## REQUIRED WORK
Where the data below has the string "surface", return the whole line.

Referring expression pointing data:
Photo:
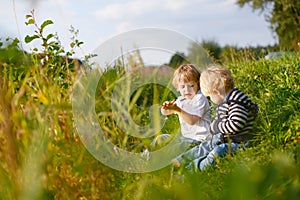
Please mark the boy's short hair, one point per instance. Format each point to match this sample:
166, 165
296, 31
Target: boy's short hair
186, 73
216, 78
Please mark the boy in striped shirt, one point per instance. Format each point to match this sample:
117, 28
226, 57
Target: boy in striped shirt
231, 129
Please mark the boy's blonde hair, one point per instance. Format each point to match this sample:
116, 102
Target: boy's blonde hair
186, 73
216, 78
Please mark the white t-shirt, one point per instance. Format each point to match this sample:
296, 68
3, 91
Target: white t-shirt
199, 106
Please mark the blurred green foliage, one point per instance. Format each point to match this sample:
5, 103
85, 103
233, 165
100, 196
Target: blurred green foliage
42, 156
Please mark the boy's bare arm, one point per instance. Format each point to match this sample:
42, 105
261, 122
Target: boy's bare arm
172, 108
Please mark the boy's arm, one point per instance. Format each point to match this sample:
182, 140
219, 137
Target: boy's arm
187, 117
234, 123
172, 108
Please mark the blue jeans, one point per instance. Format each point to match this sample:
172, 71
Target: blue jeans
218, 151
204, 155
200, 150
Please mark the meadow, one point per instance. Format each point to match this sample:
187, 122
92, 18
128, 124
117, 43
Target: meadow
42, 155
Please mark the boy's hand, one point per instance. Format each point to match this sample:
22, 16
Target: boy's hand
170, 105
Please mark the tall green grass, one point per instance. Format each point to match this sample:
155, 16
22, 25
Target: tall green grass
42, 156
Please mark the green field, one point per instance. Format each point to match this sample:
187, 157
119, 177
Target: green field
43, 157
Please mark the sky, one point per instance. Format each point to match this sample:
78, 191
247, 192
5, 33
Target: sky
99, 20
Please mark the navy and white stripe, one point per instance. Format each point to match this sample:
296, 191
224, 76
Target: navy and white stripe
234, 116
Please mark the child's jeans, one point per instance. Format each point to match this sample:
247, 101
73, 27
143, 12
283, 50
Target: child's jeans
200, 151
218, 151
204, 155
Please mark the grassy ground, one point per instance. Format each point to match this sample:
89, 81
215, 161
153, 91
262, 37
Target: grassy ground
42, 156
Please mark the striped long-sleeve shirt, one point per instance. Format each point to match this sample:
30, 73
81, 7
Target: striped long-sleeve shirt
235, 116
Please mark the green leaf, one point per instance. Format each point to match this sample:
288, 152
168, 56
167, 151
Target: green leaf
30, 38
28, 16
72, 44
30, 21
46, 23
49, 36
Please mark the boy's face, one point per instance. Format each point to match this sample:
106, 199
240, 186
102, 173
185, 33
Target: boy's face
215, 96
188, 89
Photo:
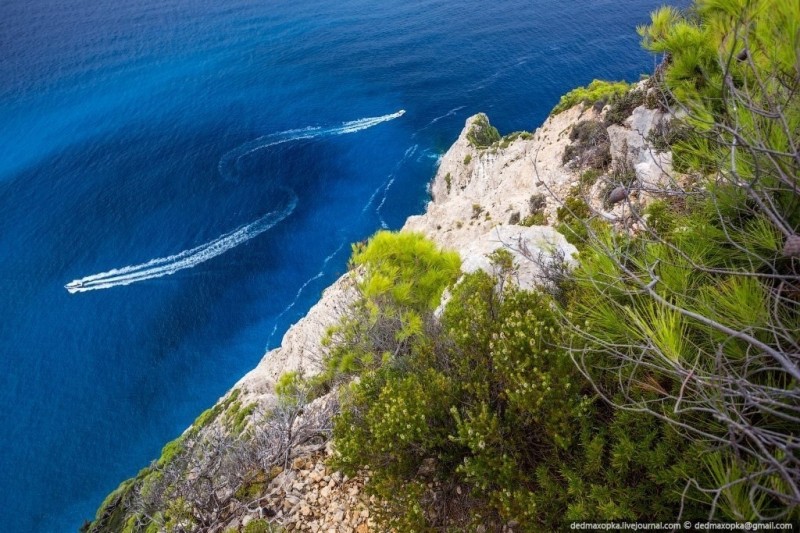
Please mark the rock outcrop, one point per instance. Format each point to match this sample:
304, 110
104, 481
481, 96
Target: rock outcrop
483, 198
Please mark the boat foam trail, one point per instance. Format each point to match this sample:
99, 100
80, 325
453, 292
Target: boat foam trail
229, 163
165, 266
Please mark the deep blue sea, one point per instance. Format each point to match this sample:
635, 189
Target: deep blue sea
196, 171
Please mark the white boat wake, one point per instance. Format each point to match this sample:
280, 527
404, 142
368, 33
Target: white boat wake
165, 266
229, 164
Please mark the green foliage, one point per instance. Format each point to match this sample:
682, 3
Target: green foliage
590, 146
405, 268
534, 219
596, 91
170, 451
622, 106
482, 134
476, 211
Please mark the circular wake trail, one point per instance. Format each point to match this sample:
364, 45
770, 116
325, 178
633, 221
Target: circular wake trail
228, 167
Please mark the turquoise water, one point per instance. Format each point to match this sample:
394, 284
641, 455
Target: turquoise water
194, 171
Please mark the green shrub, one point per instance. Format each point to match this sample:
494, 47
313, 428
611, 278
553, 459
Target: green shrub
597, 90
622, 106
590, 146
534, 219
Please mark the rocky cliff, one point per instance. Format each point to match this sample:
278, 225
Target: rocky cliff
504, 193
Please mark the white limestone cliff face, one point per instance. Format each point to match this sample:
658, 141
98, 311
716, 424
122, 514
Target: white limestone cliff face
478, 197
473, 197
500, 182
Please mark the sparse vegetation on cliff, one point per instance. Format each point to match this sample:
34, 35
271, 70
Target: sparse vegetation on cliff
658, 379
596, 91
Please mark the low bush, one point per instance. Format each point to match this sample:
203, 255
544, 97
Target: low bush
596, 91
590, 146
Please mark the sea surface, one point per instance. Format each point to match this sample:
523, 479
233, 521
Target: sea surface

## RESPONSE TO THE TASK
Please mark the sea surface, one point per instance. Format each point to match this sample:
Target: sea surface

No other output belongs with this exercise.